> _PROBLEM TO WORK ON_: Carry on the text about how the squash rating system calibrates player levels, starting right after its last sentence below.

> _DOCUMENT EXTRACT_:
This is the most obvious part of the engine with the system assessing the level that the player is playing at and assigning a level value to them. For every match the system compares the actual result with the expected result against their opponent and they go up a bit if they play better than expected and down a bit if less well than expected. All ranking systems do this though SquashLevels makes a point of using points scores for accuracy. The algorithm itself is based on:

  • Maths - PAR is easy (11-5 is about twice as good), English scoring less so. We use a combination of points scores and games scores to assess the result. The overall goal is that if you are twice as good as your opponent then your level will be double theirs. This works all the up from beginner (<50) to top pro (>50,000)
  • Weighting - the more important the match (e.g. a tournament) the greater the weighting. This allows you to play a box match without having too much impact on your league standings. See the FAQ on match type weightings below.
  • Behavioural modelling - as it turns out, not everyone puts 100% effort in every match and that’s down to behaviour. There are many other cases too where player behaviour defies the maths and, based on the analysis of 1.6 million results on the system, we’ve built an extensive behavioural model that allows us to predict and make use of these behaviours. This is a critical part of the engine because it has a very significant effect on player levels. It also results in uneven level changes where one player can go up more than their opponent goes down and that causes ‘drift’! For more on our behavioural modelling and how we combat drift, see the relevant FAQ sections below.

We can work with game scores only, making assumptions around the average 3-0 result (based on our analysis of real 3-0 match results) but we can only use averages so it takes a lot more results for the levels to become accurate. Not all 3-0 results are the same, obviously.

Intra-pool calibration

Applying player calibration to a set of players who play each other over a period of time naturally calibrates all those players over time. The more they play and the more opponents they play, the quicker the calibration. They are effectively a pool of players such as those from a club or a county league.

This is a natural effect and doesn’t require anything specific from the calibration engine. All calibration engines therefore provide intra-pool calibration.

Pool calibration

A player’s level doesn’t mean much unless you can compare them with other players on the system. I.e. A 1000 level player in Surrey should be playing at the same level as a 1000 level player in Yorkshire, or Calgary for that matter.

This is ‘pool calibration’ where players in a pool are treated ‘as one’ and then compared with other pools such that their respective pool levels are equivalent. The comparisons are made by analysing the results of those players who play in more than one pool but, as ever, you have to be careful which results you use and how you use them. Behavioural modelling is really important for this.

There are different types of pools and they behave slightly differently such as geographical pools like Yorkshre and Surrey and then there are club boxes, tournaments, ladders, tours and so on. Club boxes are interesting as the top players are usually more associated with their county pools and the actual pool boundary is further down the boxes. Tricky!

> _ENTRIES SUPPLIED_:
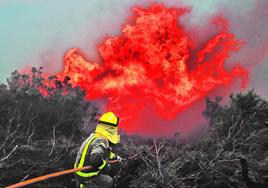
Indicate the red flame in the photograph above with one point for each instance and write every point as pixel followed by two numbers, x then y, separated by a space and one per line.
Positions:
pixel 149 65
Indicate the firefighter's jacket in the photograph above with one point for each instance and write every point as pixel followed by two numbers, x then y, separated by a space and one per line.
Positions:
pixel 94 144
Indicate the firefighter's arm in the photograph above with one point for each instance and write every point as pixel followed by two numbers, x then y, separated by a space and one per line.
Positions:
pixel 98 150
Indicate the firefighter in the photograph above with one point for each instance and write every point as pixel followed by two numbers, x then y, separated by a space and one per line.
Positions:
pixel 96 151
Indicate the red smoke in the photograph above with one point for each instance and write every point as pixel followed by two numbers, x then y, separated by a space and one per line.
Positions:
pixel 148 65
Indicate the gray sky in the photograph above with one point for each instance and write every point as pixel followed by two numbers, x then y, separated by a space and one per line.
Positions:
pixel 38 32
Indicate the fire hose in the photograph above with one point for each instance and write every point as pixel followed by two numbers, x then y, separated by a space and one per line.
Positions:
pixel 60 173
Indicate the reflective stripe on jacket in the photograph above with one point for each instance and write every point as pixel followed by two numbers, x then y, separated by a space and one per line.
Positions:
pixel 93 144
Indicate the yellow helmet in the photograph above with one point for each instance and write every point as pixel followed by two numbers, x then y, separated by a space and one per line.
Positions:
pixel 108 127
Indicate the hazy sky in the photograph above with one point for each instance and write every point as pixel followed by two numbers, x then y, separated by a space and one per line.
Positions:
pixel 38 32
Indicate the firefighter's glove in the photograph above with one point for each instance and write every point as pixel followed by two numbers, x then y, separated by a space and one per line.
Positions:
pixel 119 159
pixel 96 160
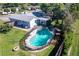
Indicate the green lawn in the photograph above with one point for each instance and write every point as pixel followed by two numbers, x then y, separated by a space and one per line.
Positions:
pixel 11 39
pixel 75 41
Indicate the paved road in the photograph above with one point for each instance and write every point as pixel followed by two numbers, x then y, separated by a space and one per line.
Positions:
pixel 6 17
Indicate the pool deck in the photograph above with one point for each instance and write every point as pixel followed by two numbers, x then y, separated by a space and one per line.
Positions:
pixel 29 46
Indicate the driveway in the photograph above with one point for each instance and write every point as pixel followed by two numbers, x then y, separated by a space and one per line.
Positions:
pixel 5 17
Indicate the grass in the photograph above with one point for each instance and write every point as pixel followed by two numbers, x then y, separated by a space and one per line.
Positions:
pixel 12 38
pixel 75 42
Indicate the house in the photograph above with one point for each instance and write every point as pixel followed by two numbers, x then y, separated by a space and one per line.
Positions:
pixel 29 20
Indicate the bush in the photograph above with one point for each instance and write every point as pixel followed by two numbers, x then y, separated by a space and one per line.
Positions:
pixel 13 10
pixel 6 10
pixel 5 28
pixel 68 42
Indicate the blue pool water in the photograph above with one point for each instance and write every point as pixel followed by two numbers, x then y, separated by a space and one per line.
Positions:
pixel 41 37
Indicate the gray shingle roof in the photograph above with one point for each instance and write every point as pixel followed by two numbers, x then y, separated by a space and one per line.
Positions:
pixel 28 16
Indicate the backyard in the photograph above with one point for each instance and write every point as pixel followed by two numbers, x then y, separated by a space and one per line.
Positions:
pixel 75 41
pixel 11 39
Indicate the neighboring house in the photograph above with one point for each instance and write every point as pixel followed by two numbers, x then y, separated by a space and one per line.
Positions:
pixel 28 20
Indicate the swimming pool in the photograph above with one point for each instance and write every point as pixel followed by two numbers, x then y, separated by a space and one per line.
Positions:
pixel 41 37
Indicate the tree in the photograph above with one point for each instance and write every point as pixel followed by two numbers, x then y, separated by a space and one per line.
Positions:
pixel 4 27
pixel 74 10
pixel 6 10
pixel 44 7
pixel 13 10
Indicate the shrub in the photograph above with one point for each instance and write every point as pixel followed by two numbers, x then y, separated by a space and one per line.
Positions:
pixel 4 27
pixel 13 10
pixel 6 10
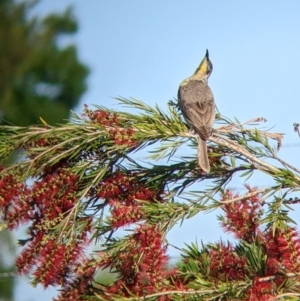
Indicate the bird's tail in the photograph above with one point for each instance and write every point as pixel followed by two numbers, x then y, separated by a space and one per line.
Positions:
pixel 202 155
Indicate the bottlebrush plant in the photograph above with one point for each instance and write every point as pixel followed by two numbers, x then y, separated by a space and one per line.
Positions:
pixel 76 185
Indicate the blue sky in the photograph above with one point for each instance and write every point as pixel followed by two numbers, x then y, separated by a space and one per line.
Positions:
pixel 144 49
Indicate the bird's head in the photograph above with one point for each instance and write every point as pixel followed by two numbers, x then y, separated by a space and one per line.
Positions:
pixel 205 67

==

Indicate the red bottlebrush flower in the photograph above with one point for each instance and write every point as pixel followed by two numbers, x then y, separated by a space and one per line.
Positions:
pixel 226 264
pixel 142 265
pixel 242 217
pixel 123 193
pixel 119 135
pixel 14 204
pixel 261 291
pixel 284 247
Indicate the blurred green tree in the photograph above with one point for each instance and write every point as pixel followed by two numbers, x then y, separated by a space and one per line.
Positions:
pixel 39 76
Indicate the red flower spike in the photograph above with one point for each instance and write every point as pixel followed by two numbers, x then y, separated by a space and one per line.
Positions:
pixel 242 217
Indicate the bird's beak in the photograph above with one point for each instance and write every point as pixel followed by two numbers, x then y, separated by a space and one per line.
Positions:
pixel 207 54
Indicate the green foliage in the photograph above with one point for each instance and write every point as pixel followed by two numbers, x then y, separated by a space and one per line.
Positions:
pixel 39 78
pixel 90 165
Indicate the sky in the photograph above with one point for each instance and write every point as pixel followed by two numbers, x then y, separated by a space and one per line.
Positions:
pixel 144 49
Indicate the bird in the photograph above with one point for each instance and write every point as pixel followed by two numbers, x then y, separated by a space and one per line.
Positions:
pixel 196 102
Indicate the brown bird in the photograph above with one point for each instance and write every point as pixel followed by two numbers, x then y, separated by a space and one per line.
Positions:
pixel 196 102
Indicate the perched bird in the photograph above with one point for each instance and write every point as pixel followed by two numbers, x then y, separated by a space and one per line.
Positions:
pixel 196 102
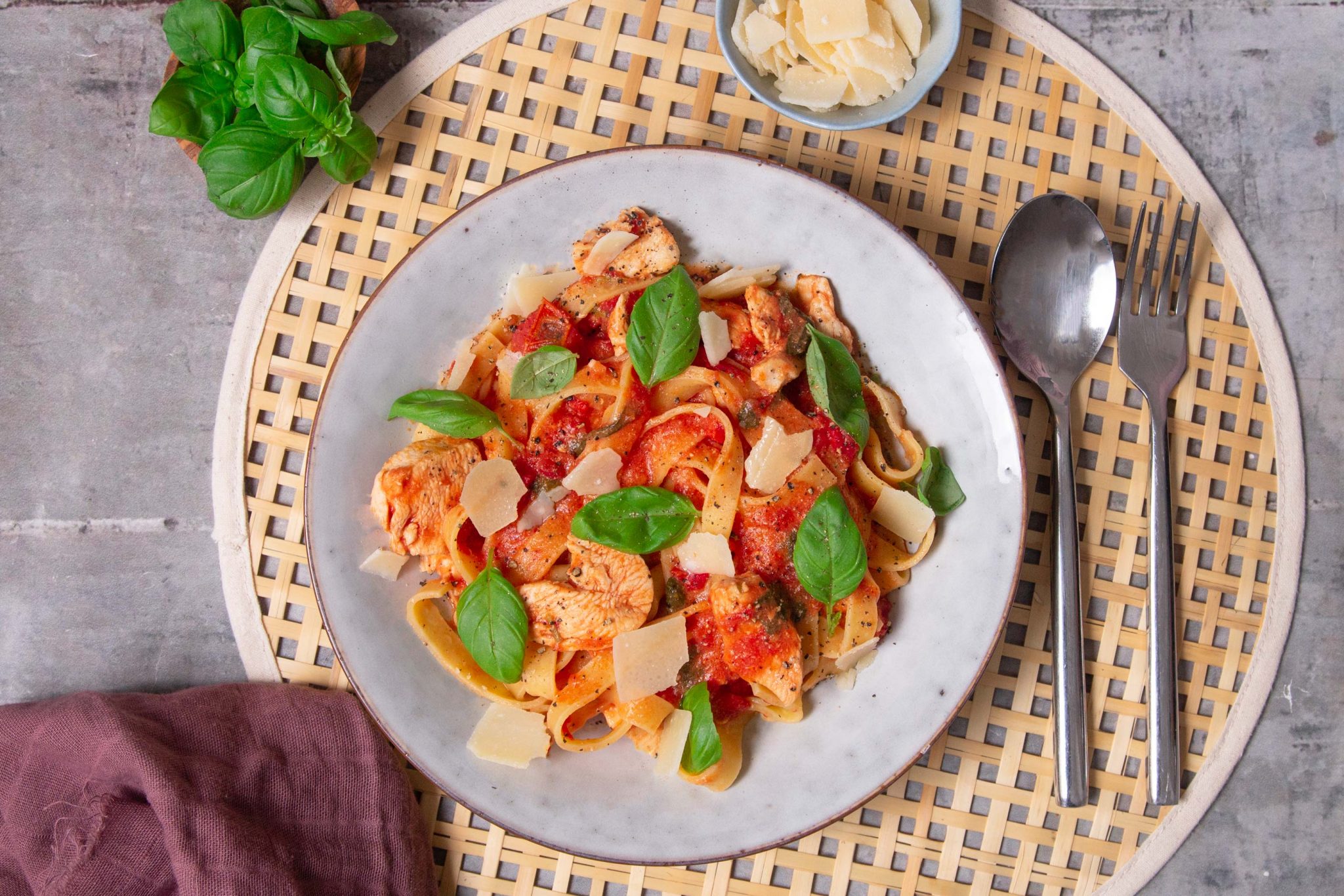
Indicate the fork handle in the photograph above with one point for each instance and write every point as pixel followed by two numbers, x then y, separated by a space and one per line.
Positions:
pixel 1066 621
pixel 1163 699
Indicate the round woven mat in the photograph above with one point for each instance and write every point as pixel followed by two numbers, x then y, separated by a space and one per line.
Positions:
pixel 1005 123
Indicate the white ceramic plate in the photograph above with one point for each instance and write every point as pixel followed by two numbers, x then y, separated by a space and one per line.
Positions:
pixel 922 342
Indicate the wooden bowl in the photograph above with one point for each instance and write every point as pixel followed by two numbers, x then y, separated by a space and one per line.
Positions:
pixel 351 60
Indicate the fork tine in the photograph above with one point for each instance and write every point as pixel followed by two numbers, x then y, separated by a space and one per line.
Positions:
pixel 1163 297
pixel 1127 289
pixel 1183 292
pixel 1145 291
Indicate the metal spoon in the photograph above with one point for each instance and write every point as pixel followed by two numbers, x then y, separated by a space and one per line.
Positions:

* * *

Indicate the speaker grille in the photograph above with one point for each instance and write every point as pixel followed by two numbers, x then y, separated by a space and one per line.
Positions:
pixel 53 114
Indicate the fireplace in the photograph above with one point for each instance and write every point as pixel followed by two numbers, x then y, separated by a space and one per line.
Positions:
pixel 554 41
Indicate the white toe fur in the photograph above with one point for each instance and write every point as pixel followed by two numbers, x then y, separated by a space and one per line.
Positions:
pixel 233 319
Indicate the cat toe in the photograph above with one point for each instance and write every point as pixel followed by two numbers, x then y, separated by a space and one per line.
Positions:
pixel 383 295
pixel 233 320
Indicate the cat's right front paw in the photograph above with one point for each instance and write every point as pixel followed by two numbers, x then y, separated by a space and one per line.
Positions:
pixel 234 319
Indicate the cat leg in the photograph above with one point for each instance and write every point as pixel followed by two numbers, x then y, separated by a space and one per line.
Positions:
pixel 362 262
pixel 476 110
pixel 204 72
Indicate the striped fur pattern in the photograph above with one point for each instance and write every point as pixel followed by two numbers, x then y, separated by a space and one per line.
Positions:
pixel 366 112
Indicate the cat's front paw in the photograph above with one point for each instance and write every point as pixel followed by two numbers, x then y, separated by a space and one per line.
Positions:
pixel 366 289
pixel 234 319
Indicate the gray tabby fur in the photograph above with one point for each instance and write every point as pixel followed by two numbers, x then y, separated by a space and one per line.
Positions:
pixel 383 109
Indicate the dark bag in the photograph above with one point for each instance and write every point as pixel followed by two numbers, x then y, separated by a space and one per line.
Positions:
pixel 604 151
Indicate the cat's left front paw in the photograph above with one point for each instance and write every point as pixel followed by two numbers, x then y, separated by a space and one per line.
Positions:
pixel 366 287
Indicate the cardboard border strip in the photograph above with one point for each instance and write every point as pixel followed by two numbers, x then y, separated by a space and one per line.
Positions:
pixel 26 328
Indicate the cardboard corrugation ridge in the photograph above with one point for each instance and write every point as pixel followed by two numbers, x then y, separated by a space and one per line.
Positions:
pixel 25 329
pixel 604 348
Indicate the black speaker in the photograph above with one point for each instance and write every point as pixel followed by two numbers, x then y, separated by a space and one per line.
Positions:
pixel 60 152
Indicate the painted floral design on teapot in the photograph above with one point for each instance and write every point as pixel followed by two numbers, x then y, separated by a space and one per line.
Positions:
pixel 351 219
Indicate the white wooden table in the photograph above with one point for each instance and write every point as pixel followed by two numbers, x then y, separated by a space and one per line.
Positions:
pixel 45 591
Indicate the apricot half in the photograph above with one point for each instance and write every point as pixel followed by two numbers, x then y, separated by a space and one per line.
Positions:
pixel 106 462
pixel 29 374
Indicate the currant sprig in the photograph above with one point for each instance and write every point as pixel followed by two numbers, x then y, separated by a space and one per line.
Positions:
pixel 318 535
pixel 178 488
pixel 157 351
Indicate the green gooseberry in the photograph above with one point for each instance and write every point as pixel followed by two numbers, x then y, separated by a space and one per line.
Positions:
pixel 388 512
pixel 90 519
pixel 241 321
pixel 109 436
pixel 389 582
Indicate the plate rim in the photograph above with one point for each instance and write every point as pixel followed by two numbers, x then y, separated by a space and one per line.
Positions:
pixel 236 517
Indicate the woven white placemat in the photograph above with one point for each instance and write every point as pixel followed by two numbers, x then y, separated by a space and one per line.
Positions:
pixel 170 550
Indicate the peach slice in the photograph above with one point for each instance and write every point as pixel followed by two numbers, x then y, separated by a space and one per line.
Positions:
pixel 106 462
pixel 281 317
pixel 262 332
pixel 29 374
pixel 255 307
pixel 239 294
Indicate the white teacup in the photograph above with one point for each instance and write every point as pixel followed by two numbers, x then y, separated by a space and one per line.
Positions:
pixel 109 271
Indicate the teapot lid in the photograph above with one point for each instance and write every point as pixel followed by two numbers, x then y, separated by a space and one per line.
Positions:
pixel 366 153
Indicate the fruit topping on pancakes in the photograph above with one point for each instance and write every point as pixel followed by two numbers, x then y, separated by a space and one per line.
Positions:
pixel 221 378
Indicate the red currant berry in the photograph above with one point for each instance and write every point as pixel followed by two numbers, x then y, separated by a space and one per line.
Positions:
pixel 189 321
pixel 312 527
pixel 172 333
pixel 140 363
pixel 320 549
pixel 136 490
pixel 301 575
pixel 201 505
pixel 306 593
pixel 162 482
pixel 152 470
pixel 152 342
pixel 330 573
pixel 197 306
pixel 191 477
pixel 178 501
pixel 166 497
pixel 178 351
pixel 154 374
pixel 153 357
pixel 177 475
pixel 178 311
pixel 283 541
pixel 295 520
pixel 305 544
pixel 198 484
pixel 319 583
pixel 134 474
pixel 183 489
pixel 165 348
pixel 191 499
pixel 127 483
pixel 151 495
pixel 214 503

> _ANSWER FOR THE TASK_:
Just to add to the challenge, some pools are a subset of other pools (e.g. a tournament series in a club) and others are made up of subsets from a number of other pools such as regional events and leagues. We refer to these as derivative pools. They might appear to need calibrating but they can’t be adjusted!

As long as there is a group of players who play each other at least a few times over the course of a season then they can be considered a pool. There’s a good deal of complexity around automatically identifying the pools and where the pool boundaries are.

Time calibration

Another goal is that a player’s level is also equivalent over time. I.e. If your playing level is twice now what it was two years ago then you should be able to see that in the charts and also make predictions and set goals for yourself in the future. It’s also good fun to compare ‘best levels’ from different players at different times and see who might have come out on top had they played each other in their prime.

Drift is the big problem for time calibration and, as mentioned before, the use of behavioural modelling causes drift. There are some interesting factors that effect and cause drift, all of which have to be taken into account over hundreds of thousands of results over, literally, decades. If we’re out by even a small amount, the drift really adds up and you just can’t compare more than a few years.

These are some of the most common causes of drift:

  • Those players who start low, end high and then stop playing. That’s level lost!
  • All the irregularities from behavioural modelling
  • Gaps in player history - especially juniors who get (a lot) better without apparently playing (missing results) and masters… who don’t…
  • Pros who suddenly stop at stratospheric levels and then reappear 5 years later in the leagues at a much lower level.
  • We all get better the more we play - but by how much? It’s hard to take this into account in a fundamentally comparative algorithm but if we don’t the whole system actually drifts down over time.

It would be nice if it all cancelled out but it doesn’t. The analysis we have done has allowed us to quantify all of these drift effects and we’ve been able to factor them into the algorithm. The results now look pretty good - even over a 20 year period.

Level calibration

The whole system is about player levels but one of its goals is to be fully inclusive so that beginners can compare with club players who can compare with league players and so on all the way up to the top pros. It’s great fun to run the predictor between ourselves, keen amateurs, and the top pros or anyone else on the system and actually get a predicted result.

Clearly, the pros don’t play the beginners so we rely on the results of beginners playing leisure players, leisure players playing box players etc., all the way up to the top pros. There are actually 8 distinct levels that we need to calibrate across (levels approximate!):

  • Beginners - (< 100)
  • Leisure players (50 - 300)
  • Club boxes players (200 - 2000)
  • County league players (500 - 3000)
  • Top county league players (3000 - 10,000)
  • PSL (10,000 - 30,000)
  • Satellite PSA (20,000 - 40,000)
  • Top PSA (30,000+)

This doesn’t leave much margin for error as, with a comparative based system, any errors will be exaggerated at the ends.

Automation and stability

The idea is that every night, new results are imported from the many systems that connect to SquashLevels and then the calibration is let loose on them such that the new player levels are worked out for those matches while ensuring level equivalence between pools and over time.

The really key part though is that this needs to be done completely automatically. With hundreds of thousands of results coming in for tens of thousands of players it simply isn’t possible to do any of this manually. Scale is the big killer for these complex algorithms - unless they are fast, efficient and automated.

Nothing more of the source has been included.